>> Begin EXTRACTED DATA
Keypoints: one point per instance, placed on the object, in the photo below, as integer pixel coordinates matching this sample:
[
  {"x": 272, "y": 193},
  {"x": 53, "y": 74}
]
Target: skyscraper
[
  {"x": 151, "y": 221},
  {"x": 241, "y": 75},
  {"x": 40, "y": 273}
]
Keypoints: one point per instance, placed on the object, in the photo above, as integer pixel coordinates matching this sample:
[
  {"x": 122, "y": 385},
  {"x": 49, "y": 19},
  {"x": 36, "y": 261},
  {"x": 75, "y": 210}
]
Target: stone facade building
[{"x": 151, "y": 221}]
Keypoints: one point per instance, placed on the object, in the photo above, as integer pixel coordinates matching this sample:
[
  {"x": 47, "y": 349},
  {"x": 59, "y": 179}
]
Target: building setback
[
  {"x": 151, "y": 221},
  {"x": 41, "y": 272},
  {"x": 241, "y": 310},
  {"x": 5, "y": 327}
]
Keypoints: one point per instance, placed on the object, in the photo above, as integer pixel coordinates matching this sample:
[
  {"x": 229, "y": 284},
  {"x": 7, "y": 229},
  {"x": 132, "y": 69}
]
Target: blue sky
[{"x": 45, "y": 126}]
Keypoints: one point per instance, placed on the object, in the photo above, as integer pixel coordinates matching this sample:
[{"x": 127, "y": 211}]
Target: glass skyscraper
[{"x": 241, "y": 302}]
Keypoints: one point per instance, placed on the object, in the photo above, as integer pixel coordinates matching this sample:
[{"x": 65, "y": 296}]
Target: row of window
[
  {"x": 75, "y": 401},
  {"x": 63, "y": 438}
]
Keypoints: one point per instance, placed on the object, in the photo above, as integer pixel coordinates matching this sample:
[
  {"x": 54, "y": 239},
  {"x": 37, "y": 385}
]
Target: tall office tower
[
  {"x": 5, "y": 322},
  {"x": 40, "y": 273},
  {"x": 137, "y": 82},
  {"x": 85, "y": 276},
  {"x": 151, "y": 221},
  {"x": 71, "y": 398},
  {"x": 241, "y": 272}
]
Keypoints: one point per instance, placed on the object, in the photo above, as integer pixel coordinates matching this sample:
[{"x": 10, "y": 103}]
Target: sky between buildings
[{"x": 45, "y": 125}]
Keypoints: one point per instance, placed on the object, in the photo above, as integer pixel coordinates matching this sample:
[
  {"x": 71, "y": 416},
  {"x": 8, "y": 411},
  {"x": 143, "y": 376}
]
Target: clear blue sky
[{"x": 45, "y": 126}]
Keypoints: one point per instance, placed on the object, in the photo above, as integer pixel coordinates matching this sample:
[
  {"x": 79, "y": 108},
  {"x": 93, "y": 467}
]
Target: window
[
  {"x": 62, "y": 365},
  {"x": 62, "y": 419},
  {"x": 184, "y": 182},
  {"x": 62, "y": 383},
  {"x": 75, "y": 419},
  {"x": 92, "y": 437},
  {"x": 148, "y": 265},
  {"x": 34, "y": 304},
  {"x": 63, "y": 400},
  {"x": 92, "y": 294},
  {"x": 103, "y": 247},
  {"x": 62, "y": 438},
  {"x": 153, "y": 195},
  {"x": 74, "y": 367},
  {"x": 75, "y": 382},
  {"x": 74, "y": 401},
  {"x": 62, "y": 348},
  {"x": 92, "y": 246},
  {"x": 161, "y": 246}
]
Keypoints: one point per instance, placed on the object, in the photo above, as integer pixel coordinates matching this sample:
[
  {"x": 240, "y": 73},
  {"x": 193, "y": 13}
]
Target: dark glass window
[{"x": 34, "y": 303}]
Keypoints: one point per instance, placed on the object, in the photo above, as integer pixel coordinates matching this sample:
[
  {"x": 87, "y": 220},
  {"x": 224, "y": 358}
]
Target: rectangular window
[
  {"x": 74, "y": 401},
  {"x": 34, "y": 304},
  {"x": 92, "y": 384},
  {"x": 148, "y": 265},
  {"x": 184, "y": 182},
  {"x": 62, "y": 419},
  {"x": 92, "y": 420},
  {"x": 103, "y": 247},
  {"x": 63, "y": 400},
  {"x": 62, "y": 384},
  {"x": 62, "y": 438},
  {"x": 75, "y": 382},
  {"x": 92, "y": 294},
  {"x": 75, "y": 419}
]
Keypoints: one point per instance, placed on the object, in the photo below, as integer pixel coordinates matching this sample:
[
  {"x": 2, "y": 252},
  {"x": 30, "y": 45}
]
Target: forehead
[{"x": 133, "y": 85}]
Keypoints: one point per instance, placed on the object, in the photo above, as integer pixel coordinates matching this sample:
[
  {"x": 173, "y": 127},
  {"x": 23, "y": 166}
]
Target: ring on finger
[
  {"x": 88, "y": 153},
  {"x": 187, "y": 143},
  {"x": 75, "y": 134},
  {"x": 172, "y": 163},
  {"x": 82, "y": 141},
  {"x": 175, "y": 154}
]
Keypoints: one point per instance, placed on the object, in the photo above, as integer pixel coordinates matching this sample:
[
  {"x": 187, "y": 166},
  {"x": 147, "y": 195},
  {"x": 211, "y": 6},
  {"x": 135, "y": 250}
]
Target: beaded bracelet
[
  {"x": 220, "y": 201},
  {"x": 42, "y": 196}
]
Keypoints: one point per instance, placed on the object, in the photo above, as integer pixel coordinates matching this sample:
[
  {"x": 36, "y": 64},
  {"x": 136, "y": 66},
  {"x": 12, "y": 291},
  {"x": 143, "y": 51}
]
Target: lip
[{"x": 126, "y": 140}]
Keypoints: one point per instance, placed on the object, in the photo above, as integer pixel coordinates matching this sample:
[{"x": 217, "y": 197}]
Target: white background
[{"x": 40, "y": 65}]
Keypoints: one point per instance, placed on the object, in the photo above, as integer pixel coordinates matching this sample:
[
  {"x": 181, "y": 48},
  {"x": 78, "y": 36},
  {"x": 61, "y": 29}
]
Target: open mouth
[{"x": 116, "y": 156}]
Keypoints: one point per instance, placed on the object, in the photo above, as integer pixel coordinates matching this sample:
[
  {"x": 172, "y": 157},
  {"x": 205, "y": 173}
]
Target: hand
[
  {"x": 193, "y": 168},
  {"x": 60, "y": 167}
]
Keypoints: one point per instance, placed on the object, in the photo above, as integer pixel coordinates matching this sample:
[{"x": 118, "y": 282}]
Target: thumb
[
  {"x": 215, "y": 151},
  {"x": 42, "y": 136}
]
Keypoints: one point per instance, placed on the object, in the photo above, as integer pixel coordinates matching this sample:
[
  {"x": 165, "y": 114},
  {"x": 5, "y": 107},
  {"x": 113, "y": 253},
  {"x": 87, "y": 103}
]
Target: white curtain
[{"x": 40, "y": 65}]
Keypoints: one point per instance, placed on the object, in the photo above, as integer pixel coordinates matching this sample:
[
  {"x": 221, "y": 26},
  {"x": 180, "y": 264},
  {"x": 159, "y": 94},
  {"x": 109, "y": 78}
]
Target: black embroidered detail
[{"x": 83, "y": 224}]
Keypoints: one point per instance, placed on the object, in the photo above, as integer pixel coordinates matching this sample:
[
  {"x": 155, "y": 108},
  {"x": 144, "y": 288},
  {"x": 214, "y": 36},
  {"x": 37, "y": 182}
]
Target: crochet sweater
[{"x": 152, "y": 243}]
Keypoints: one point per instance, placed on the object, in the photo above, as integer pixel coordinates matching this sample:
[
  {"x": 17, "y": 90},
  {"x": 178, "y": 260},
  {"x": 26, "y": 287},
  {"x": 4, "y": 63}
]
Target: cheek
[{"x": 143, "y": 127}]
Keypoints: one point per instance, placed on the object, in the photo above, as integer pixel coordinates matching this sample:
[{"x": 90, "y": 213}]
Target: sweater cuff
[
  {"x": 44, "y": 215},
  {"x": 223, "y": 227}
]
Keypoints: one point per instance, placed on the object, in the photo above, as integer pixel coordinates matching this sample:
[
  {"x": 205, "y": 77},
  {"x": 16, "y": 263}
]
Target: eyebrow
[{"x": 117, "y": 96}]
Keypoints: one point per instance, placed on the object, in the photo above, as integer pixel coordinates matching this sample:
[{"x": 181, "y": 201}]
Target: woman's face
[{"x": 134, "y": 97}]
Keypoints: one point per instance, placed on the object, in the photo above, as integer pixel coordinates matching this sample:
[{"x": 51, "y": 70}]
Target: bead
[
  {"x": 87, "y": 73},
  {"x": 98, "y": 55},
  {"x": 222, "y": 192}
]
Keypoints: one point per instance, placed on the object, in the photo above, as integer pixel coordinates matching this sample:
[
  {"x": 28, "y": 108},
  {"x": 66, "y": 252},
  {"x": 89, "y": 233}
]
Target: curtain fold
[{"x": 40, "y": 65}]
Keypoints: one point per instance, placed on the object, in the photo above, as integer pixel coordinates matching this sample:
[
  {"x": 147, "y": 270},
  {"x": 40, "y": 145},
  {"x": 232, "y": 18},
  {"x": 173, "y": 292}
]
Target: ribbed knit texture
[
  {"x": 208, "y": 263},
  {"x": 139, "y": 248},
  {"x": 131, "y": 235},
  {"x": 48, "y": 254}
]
>> End EXTRACTED DATA
→ PROBLEM DESCRIPTION:
Pick out every line of the entries above that contains the word "glass" and copy each one. Case matters.

→ SOLUTION:
Target: glass skyscraper
Target: dark glass window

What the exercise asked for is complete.